■ **Exercise directions**: List every line in the listing below that contains the word "Target", matching case exactly.

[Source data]
================

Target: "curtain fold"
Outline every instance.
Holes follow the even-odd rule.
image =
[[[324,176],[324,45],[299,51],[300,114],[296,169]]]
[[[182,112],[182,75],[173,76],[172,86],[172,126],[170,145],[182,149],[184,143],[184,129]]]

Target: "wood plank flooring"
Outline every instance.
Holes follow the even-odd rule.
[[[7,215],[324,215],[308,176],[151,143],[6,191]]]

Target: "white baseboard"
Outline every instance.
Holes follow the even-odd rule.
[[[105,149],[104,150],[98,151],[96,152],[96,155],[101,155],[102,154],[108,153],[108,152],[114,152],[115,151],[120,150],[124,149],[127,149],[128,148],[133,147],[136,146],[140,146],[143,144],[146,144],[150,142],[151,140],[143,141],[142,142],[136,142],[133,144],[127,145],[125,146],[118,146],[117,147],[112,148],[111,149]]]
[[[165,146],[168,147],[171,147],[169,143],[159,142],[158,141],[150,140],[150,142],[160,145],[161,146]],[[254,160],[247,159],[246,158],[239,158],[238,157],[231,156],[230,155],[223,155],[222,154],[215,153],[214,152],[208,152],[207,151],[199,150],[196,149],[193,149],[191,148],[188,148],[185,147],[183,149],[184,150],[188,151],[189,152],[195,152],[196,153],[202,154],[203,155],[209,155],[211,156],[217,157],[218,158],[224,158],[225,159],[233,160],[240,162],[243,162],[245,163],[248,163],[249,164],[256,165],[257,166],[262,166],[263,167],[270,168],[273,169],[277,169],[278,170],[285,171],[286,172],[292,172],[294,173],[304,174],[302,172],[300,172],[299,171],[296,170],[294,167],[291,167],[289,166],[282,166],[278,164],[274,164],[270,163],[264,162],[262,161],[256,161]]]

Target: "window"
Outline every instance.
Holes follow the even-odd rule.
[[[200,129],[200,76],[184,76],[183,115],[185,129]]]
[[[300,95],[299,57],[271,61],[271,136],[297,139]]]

================

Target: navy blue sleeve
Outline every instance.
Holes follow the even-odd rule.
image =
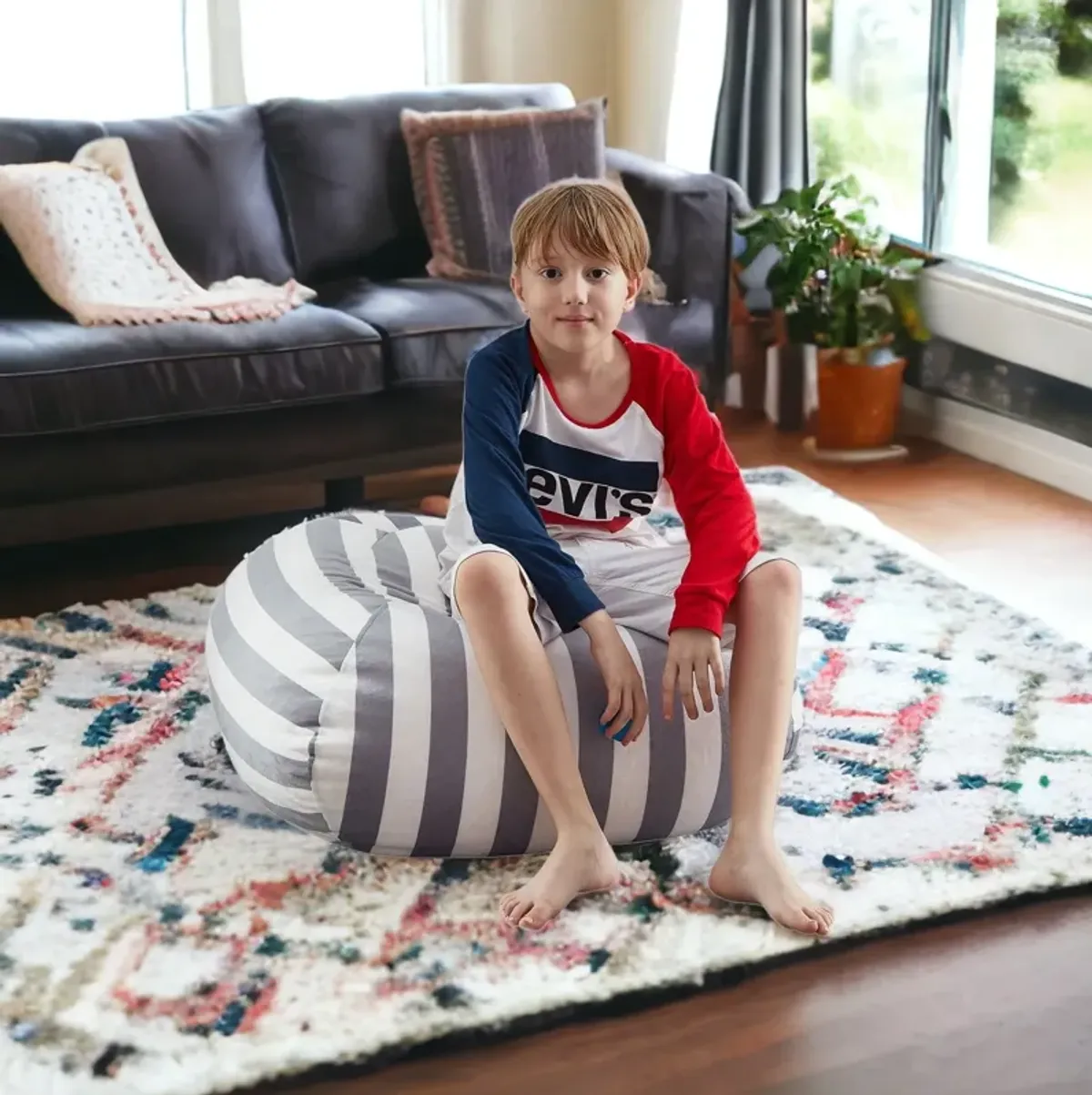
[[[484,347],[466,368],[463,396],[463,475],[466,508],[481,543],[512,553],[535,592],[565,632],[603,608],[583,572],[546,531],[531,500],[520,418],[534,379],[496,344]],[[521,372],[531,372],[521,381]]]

================

■ **Answer to the task**:
Target: "curtain fold"
Target: "wood plank flooring"
Target: "white baseboard"
Target: "window"
Target: navy blue sleeve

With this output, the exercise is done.